-- Start of QUOTED TEXT --

Second Reading (1Thess 5:16-24)

My brothers and sisters, 16 rejoice always, 17 pray without ceasing, 18 give thanks in all circumstances; for this is the will of God in Christ Jesus for you. 19 Do not quench the Spirit. 20 Do not despise the words of prophets, but test everything; 21 hold fast to what is good; 22 abstain from every form of evil. 23 May the God of peace himself sanctify you entirely; and may your spirit and soul and body be kept sound and blameless at the coming of our Lord Jesus Christ. 24 The one who calls you is faithful, and he will do this.

Meditation (Fr. Alfred Delp S.J.)

Those for whom the hour of freedom struck in the stable of Bethlehem had faced and overcome the wilderness, both the external wilderness of isolation, forsaken homeland, lost relationships and friendships of a momentous and strenuous pilgrimage, and the inner wilderness of uncertainty, doubt, fear, and anxiety. It had been a long and a weary journey and their faces still bore the marks of the hours of strain even in the glow of the blissful encounter. The wilderness has its proper place in the drama. Human freedom is fruit of liberation, of the persistent and tireless scaling of the enemy fortification.

 When children kneel before the crib lisping adoro and suscipe their prayer is valid—but more is expected of an adult. He must master the real meaning of the words and gestures or go back and learn his lessons over again. Human freedom is the result of a tough and painful liberation; healing and happiness are not imposed on mankind and life is not a lottery with colossal prizes.
 
The wilderness is part of it all, the wilderness of the soul as well as the body. One could write a whole history about wildernesses. All really great men have had to fight against loneliness and isolation and the great fundamental questions that occur to a man in suchcircumstances. The fact that our Lord retired into the wilderness shows how genuinely he took to heart the laws and problems of humanity. And then, after the trial of the wilderness had been withstood there will be the temptations to be met. Great issues affecting mankind always have to be decided in the wilderness, in uninterrupted isolation and unbroken silence. They hold a meaning and a blessing these great silent, empty spaces that bring a man face to face with reality. 

There are no more profitable places in history than wildernesses—vast areas—the sea, high mountains, trackless forests, plain and pampas and steppe, barren land as well as fruitful, all exercise their own peculiar influence, not only on the physical being but even more on the dispositions and characters of the human beings affected by them. They all leave their mark on history. And of all wildernesses the streets of the great cities—deserts of stone—are unique in that again and again they have ended up as the graveyard of history. The wilderness concerns all humanity, all its actions and decisions, in a very special way.

-- End of QUOTED TEXT --

STATED TASK 1: Name the four things that the passage says make up the inner wilderness.

-- Start of GIVEN DATA --

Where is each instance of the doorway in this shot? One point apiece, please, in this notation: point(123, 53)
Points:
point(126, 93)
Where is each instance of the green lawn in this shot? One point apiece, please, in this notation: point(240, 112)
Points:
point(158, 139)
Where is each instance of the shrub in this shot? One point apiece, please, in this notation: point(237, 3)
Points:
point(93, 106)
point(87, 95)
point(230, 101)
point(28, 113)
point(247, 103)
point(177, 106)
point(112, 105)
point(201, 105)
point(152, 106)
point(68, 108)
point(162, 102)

-- End of GIVEN DATA --

STATED TASK 2: Lay out every line of the records as a numbered list, skipping any blank lines.

FULL ANSWER 1:
- uncertainty
- doubt
- fear
- anxiety

FULL ANSWER 2:
1. Where is each instance of the doorway in this shot? One point apiece, please, in this notation: point(123, 53)
2. Points:
3. point(126, 93)
4. Where is each instance of the green lawn in this shot? One point apiece, please, in this notation: point(240, 112)
5. Points:
6. point(158, 139)
7. Where is each instance of the shrub in this shot? One point apiece, please, in this notation: point(237, 3)
8. Points:
9. point(93, 106)
10. point(87, 95)
11. point(230, 101)
12. point(28, 113)
13. point(247, 103)
14. point(177, 106)
15. point(112, 105)
16. point(201, 105)
17. point(152, 106)
18. point(68, 108)
19. point(162, 102)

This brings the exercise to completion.